__Article__.
Thursday, November 15, 2012

Moral flip flop

This article discusses an interesting study done by Lars Hall of Lund University in Sweden in which he gets people to assert their actual moral opinion, then inadvertently defend the opposite opinion some minutes later:

Researchers asked participants to complete a survey about moral issues. To do so, the participants had to flip over the first page of questions, which was displayed on a clipboard.

But the back of the clipboard had a patch of glue that caught the top layer of the questions. So when the page was flipped back over, an opposite version of the original questions was revealed but the participant's answers remained unchanged.

This meant that the participants' responses were opposite to their originally declared moral positions, the study authors said.

When the researchers discussed the participants' answers with them, they found that many people supported their answers, even though their responses were actually opposite to their original views.

The "participants often constructed coherent and unequivocal arguments supporting the opposite of their original position," suggesting "a dramatic potential for flexibility in our moral attitudes," wrote study leader Lars Hall, of Lund University, and colleagues.

__Task requirements__. Carry on the blog post about the moral flip-flop study from its last sentence.

__Recorded data__.
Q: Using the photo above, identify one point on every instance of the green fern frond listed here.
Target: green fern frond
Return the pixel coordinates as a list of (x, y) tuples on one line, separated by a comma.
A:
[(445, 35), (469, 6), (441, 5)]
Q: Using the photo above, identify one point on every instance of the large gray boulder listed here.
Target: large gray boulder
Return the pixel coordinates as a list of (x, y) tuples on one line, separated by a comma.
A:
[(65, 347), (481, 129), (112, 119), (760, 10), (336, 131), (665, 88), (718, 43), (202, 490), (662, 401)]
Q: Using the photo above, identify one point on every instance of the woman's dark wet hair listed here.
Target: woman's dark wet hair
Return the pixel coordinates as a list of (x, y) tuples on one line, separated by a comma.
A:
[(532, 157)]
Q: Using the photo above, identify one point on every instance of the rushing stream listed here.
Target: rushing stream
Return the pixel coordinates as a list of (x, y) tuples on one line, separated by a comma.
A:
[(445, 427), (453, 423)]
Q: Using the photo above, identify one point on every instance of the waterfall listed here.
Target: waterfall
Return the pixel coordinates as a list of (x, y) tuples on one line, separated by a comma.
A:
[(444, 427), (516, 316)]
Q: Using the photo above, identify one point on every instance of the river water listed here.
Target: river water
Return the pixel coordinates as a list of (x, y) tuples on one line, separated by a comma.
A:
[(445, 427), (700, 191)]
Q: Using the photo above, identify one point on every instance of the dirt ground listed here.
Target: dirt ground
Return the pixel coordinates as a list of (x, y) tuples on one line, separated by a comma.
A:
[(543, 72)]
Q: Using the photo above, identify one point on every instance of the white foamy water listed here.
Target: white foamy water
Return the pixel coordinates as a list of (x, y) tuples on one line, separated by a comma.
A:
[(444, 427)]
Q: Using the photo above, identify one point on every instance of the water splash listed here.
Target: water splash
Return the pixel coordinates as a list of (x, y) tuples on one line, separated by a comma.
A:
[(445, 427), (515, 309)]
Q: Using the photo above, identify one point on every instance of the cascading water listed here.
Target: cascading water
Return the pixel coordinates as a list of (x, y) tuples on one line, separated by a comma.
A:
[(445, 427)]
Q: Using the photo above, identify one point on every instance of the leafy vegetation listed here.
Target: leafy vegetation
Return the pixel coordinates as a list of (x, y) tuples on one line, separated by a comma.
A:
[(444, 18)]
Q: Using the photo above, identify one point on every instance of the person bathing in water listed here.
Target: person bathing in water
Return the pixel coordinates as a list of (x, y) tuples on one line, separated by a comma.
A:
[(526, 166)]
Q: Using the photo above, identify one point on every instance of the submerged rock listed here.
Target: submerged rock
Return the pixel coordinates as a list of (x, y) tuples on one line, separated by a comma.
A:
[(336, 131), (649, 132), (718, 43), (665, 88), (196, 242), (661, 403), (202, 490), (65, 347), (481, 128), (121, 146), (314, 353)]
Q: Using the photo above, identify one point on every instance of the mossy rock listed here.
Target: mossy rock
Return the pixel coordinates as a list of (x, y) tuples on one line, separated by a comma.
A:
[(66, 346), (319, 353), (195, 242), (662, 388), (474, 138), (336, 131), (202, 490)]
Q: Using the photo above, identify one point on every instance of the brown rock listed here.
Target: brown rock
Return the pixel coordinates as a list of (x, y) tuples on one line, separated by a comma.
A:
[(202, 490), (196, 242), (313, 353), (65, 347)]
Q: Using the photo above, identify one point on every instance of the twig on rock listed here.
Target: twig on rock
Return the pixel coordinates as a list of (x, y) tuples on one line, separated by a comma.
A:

__Answer to the problem__.
Interestingly, Hall doesn't suggest that people have actually changed their moral positions, but "Either we would have to conclude that many participants hold no real attitudes about the topics we investigate, or that standard survey scales fail to capture the complexity of the attitudes people actually hold." Still, I think it's hilarious that people can get so worked up over a moral issue, even if (apparently) they're not quite sure what they believe or why.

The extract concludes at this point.